Brief ::
Pictures aside, print all of the data below exactly as written.

Extracted records ::

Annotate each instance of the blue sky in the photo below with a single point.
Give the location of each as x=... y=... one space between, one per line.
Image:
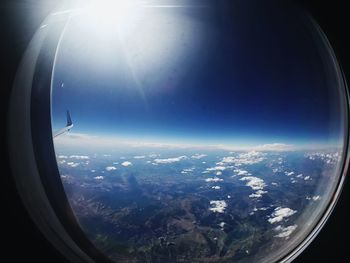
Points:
x=242 y=75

Solved exercise ::
Annotate each instance of the blue sky in the photo below with a single point.
Give the location of each as x=... y=... one space between, one per line.
Image:
Points:
x=242 y=75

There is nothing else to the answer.